TASK INSTRUCTIONS
Print each line of the listing once more, precisely as given.

----- DATASET EXCERPTS -----

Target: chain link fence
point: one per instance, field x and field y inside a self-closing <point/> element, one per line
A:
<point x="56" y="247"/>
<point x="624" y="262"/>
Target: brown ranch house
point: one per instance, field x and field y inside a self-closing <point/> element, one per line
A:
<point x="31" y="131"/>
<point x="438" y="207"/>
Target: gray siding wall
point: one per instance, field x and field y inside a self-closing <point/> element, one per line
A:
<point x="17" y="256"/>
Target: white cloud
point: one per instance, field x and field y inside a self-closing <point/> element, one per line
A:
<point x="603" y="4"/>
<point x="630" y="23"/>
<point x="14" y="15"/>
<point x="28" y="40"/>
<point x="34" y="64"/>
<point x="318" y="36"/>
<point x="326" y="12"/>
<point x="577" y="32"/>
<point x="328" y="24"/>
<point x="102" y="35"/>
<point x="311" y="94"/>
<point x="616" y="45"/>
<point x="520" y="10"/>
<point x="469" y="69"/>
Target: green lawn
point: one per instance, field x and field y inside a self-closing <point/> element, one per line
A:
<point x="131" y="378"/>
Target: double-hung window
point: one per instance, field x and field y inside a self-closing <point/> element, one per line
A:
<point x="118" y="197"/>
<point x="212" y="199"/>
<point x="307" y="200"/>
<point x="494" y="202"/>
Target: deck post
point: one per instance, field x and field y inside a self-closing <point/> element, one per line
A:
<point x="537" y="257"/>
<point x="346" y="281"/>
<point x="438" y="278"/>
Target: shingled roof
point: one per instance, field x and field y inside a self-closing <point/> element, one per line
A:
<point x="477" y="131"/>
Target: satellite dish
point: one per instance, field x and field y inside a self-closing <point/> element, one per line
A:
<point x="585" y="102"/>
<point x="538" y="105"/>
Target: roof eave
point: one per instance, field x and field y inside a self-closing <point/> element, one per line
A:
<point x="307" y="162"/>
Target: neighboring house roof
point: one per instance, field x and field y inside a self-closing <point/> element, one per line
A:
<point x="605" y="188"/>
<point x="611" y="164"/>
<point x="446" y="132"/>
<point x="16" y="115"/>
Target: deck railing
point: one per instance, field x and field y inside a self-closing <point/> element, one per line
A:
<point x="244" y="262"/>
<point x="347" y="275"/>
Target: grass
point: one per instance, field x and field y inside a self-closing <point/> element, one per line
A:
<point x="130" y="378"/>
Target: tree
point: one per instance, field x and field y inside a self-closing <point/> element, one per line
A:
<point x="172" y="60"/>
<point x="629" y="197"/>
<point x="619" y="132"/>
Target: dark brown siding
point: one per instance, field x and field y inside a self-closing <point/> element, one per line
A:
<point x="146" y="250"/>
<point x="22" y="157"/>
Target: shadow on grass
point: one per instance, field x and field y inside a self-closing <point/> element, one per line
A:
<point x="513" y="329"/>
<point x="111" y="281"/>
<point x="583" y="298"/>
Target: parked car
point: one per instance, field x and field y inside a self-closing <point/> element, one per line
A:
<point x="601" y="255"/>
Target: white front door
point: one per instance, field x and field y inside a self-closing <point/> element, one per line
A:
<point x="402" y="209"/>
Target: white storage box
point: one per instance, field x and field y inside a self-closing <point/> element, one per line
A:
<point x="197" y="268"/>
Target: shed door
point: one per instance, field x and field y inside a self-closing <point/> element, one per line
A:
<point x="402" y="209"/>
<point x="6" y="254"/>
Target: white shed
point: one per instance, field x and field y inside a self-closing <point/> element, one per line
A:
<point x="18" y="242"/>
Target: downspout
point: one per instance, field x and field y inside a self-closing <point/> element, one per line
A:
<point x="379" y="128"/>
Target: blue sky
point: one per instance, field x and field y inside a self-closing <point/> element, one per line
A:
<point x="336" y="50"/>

-----

EXERCISE OUTPUT
Target: chain link fence
point: one per instance, field x and field y inside a self-closing <point/> element, one per line
A:
<point x="56" y="247"/>
<point x="624" y="262"/>
Target: brown ranch house
point: one per instance, field x and field y inside a self-closing <point/> element, one per line
A:
<point x="31" y="131"/>
<point x="438" y="207"/>
Target: gray siding wall
point: one per instance, field x and field y inside a self-closing <point/> element, one per line
A:
<point x="17" y="256"/>
Target: white cloud
point: one per instance, field x and field y inside a self-closing <point/> element, one per line
A:
<point x="603" y="4"/>
<point x="630" y="23"/>
<point x="14" y="15"/>
<point x="28" y="40"/>
<point x="34" y="64"/>
<point x="318" y="36"/>
<point x="326" y="12"/>
<point x="577" y="32"/>
<point x="328" y="24"/>
<point x="102" y="35"/>
<point x="311" y="94"/>
<point x="616" y="45"/>
<point x="520" y="10"/>
<point x="469" y="69"/>
Target: green lawn
point: one per instance, field x and field y inside a self-closing <point/> element, one per line
A:
<point x="131" y="378"/>
Target: double-hung window
point: one per instance, field x and field y inside a self-closing <point/> element, one per line
A:
<point x="118" y="197"/>
<point x="212" y="199"/>
<point x="307" y="200"/>
<point x="494" y="202"/>
Target: deck post
point: one per instance, field x and field y inside a self-closing <point/> element, one per line
A:
<point x="537" y="257"/>
<point x="346" y="281"/>
<point x="438" y="278"/>
Target: shingled roof
point: one per instance, field x and field y inside a self-closing <point/> element, one per line
A:
<point x="477" y="131"/>
Target: satellite dish
point: one per instance, field x and field y inside a self-closing <point/> element, one per line
A:
<point x="585" y="102"/>
<point x="538" y="105"/>
Target: roof eave
point: one per instance, field x and field y inside a self-closing <point/> element, one per line
A:
<point x="307" y="162"/>
Target: neighboring house roof
point: one per instance, field x and field y inside a self-closing <point/> element, one per line
A:
<point x="605" y="188"/>
<point x="611" y="164"/>
<point x="446" y="132"/>
<point x="16" y="115"/>
Target: deck railing
point: one per instance, field x and field y inside a self-closing <point/> element, one per line
A:
<point x="244" y="262"/>
<point x="347" y="275"/>
Target: grass
point: one per instance, field x and field y inside a self-closing <point/> element, one per line
A:
<point x="130" y="378"/>
Target: tree
point: one per instance, field x and field y inside a self-closing <point/> element, one per line
A:
<point x="172" y="60"/>
<point x="629" y="197"/>
<point x="619" y="132"/>
Target: dark brown siding
point: one per instance, field x and field y inside a self-closing <point/> element, one per line
A:
<point x="146" y="250"/>
<point x="22" y="157"/>
Target: shadow on grass
point: one per instance, field x and field y inside a self-closing <point/> element, one per line
A:
<point x="513" y="329"/>
<point x="111" y="281"/>
<point x="583" y="298"/>
Target: parked car
point: one per instance, field x and field y inside a self-closing <point/> element, one per line
A:
<point x="601" y="255"/>
Target: white front door
point: one per instance, field x and field y inside a self-closing <point/> element, one per line
A:
<point x="402" y="209"/>
Target: white storage box
point: one per instance, field x and field y inside a self-closing <point/> element, one per line
A:
<point x="197" y="268"/>
Target: shed door
point: one per instance, field x and field y inside a self-closing <point/> element, one per line
A:
<point x="402" y="209"/>
<point x="6" y="254"/>
Target: white shed
point: one per instance, field x and field y inside a self-closing <point/> element, one per line
A:
<point x="18" y="242"/>
Target: downspout
point: one per instance, field x and field y inside a self-closing <point/> element, one per line
A:
<point x="379" y="128"/>
Target: blue sky
point: one per instance, field x and field y inside a self-closing <point/> element, one per line
A:
<point x="336" y="50"/>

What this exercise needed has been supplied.